Copy out the lines below, swapping "coordinates" for "positions" wherever it occurs and keeping everything else the same.

Records for the task:
⁂

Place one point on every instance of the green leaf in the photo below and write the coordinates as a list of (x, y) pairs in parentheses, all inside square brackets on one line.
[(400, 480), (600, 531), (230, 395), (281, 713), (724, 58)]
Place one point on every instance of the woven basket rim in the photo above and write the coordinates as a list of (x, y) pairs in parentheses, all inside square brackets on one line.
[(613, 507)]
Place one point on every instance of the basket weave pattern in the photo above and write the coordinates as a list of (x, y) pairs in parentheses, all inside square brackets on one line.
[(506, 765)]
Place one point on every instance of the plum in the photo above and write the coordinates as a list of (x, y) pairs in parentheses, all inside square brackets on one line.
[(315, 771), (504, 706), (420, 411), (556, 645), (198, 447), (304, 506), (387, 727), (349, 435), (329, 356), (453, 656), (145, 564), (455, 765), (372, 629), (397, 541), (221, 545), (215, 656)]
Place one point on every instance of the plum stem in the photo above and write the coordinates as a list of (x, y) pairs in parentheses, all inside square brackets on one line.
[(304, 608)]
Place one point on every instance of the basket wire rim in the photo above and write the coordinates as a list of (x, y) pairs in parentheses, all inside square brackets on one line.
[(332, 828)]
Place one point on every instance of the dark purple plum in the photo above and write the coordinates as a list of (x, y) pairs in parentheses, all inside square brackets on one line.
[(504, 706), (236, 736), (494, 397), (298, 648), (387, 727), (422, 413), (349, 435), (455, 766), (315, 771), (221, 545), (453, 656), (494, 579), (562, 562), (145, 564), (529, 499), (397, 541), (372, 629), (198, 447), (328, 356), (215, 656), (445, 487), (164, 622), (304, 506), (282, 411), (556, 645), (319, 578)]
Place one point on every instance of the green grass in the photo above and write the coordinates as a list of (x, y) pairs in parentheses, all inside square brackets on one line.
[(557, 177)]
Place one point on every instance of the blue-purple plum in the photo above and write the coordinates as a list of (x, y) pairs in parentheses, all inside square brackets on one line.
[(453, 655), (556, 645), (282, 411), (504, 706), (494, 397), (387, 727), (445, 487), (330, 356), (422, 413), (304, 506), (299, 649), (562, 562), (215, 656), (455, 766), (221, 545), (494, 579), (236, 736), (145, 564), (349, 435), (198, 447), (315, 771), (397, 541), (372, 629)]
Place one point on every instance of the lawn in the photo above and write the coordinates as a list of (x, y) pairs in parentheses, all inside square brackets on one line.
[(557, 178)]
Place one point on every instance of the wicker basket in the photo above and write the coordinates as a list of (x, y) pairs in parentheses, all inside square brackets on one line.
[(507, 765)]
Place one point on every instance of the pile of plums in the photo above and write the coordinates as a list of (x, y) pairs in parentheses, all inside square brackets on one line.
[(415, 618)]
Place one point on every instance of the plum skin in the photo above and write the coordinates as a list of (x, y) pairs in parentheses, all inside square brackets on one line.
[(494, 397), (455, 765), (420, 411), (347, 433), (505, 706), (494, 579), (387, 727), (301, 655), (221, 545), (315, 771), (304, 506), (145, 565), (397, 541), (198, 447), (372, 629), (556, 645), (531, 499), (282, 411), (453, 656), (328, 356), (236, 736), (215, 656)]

⁂

Answer for the task:
Place one point on every instance of the green leaf in the photo below and write the positions as a list of (x, y) pairs in parentheses, all inside square brackets on one line.
[(400, 480), (600, 531), (230, 395), (281, 713), (724, 58)]
Place one point on every instance of the woven basket rim in the photo above and write the positions as a list of (x, y) pairs in parentheses, all inside square brackets on one line.
[(613, 507)]
Place one point on every instance of the basket weave pattern in the photo above and write the positions as a list of (x, y) pairs in parentheses, all inside square brackets on one line.
[(506, 765)]
Place one point on every instance of the plum in the photo above and write the positions as a list of (x, y) pairs in parentheses, all inside square brackets on one line.
[(315, 771), (504, 706), (420, 411), (556, 645), (198, 447), (304, 506), (387, 727), (349, 435), (329, 356), (453, 656), (145, 564), (455, 765), (372, 629), (397, 541), (221, 545), (215, 656)]
Place one point on every instance of the plum stem in the photo above and write the positions as a list of (x, y) pairs in parentheses, all inside square brackets on one line.
[(304, 608)]
Place one point on every instance of the basket wire rim in the photo above and write the positions as a list of (x, y) pairs in parentheses, all inside square brackets on one line.
[(332, 828)]
Place one point on every instance of the dark purple plum in the photo above and write the positions as a list of (x, y) pairs in parentheses, all inside square brackets on one line.
[(504, 706), (236, 736), (494, 397), (298, 648), (387, 727), (422, 413), (349, 435), (455, 766), (315, 771), (221, 545), (453, 656), (494, 579), (562, 562), (145, 564), (529, 499), (397, 541), (372, 629), (198, 447), (328, 356), (215, 656), (445, 487), (164, 622), (304, 506), (282, 411), (556, 645), (319, 578)]
Place one point on every instance of the green grass in the photo above and write the positions as a list of (x, y) pairs in parentheses, all inside square brackets on one line.
[(557, 177)]
Place one point on every instance of the blue-purple plum in the photo above and write the positions as a list of (x, y) pairs in parentheses, all inside square brackets on one line.
[(453, 655), (556, 645), (282, 411), (504, 706), (494, 397), (387, 727), (445, 487), (330, 356), (422, 413), (304, 506), (299, 649), (562, 562), (215, 656), (455, 766), (221, 545), (494, 579), (236, 736), (145, 564), (349, 435), (198, 447), (315, 771), (397, 541), (372, 629)]
Place one point on every instance of the lawn in the photo above and write the positions as a list of (x, y) pairs in parentheses, all inside square brackets on one line.
[(557, 178)]
Place one point on every instance of the wicker basket in the photo above and write the positions as a list of (x, y) pairs in parentheses, all inside square brackets on one line.
[(507, 765)]
Place one point on every instance of the pile of plums in the photo above and write the positions as a list of (x, y) pairs in parentheses, all inside square brackets on one line.
[(415, 618)]
Place one point on every instance of the plum skin in the photo above and write the positions as a list of (x, y) pairs in parentheses, all inside square brackets on one line.
[(494, 397), (455, 765), (420, 411), (347, 433), (505, 706), (494, 579), (387, 727), (301, 655), (221, 545), (315, 771), (304, 506), (145, 565), (397, 541), (198, 447), (372, 629), (556, 645), (531, 499), (282, 411), (453, 656), (328, 356), (236, 736), (215, 656)]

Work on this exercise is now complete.